*Talimatınız*
"On this screenshot, the cart" içeren satırdan "[65,62,154,223]" içeren satıra kadar olan satırları yeniden yazın ve bu satırlarda "cart wheel" ifadesini "trolley wheel" olarak yeniden adlandırın. Bunun dışında hiçbir şeyi değiştirmeyin.

*Kaynak malzeme*
------------------------------

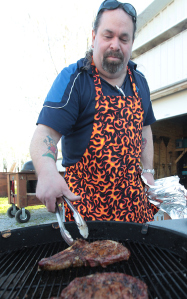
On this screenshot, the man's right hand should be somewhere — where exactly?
[30,125,81,213]
[36,172,81,213]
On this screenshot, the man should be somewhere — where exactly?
[30,0,156,223]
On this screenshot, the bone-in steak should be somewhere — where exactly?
[51,272,148,299]
[38,239,130,270]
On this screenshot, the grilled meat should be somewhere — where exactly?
[51,272,148,299]
[38,239,130,270]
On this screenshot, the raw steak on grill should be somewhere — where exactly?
[38,239,130,270]
[51,272,148,299]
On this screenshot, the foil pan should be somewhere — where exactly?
[141,175,187,219]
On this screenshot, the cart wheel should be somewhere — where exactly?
[7,206,19,218]
[15,209,31,223]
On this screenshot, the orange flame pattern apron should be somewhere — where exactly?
[65,62,154,223]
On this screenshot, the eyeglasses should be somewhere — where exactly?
[97,0,137,22]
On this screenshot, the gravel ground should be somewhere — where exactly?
[0,208,57,231]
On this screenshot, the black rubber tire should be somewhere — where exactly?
[7,207,19,218]
[15,209,31,223]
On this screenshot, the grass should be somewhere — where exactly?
[0,197,45,215]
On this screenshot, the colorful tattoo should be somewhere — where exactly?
[42,136,58,162]
[142,137,147,152]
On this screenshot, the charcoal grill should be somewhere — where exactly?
[0,221,187,299]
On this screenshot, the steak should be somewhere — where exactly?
[38,239,130,270]
[51,272,148,299]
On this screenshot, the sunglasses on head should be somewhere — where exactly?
[97,0,137,22]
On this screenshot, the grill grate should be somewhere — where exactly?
[0,238,187,299]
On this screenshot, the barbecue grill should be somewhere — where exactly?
[0,221,187,299]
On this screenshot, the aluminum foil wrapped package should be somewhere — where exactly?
[141,175,187,219]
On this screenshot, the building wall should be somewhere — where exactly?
[134,29,187,92]
[133,0,187,50]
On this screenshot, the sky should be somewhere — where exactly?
[0,0,153,171]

------------------------------

*Çözümlü yanıt*
On this screenshot, the trolley wheel should be somewhere — where exactly?
[7,206,19,218]
[15,209,31,223]
On this screenshot, the orange flame pattern apron should be somewhere — where exactly?
[65,62,154,223]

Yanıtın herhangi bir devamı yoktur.